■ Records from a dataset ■
────────────────────────────────────────
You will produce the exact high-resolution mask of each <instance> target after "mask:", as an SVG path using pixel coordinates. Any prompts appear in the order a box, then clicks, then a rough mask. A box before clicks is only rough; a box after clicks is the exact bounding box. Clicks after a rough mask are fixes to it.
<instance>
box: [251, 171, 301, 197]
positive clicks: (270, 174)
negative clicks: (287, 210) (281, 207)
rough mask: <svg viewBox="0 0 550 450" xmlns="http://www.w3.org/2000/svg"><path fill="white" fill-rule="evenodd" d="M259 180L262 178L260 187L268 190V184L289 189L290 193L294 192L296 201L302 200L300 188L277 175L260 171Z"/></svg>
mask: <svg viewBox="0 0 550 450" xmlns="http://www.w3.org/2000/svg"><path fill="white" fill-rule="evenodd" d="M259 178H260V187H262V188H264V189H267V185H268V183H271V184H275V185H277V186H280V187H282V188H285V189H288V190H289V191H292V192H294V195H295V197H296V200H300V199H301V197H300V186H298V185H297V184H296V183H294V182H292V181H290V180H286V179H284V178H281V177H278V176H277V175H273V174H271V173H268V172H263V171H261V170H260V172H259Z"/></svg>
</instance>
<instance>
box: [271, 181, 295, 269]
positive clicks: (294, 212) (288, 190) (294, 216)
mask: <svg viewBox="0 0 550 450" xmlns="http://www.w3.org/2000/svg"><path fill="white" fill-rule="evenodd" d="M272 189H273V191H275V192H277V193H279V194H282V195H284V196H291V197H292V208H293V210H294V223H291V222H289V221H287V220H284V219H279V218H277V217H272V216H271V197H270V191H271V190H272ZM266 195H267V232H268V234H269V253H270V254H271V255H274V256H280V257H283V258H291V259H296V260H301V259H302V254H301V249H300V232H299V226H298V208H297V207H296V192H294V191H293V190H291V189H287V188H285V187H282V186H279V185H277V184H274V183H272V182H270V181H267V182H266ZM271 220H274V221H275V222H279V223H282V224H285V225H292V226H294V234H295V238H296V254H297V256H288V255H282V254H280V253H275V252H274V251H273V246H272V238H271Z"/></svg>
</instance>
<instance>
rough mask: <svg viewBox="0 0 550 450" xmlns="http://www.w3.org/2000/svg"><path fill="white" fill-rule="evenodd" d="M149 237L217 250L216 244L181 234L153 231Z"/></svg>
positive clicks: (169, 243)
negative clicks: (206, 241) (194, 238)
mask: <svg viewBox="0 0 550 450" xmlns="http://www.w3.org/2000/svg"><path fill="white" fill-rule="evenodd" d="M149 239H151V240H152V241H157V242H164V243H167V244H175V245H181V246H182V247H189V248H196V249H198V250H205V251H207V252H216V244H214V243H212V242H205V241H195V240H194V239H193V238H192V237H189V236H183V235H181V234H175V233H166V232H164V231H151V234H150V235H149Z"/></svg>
────────────────────────────────────────
■ Work item ■
Rewrite the lines starting at the first line of the records and ending at the line that contains "180L262 178L260 187L268" as a numbered list, leaving out any blank lines.

■ Exercise output ■
1. You will produce the exact high-resolution mask of each <instance> target after "mask:", as an SVG path using pixel coordinates. Any prompts appear in the order a box, then clicks, then a rough mask. A box before clicks is only rough; a box after clicks is the exact bounding box. Clicks after a rough mask are fixes to it.
2. <instance>
3. box: [251, 171, 301, 197]
4. positive clicks: (270, 174)
5. negative clicks: (287, 210) (281, 207)
6. rough mask: <svg viewBox="0 0 550 450" xmlns="http://www.w3.org/2000/svg"><path fill="white" fill-rule="evenodd" d="M259 180L262 178L260 187L268 190V184L289 189L290 193L294 192L296 201L302 200L300 188L277 175L260 171Z"/></svg>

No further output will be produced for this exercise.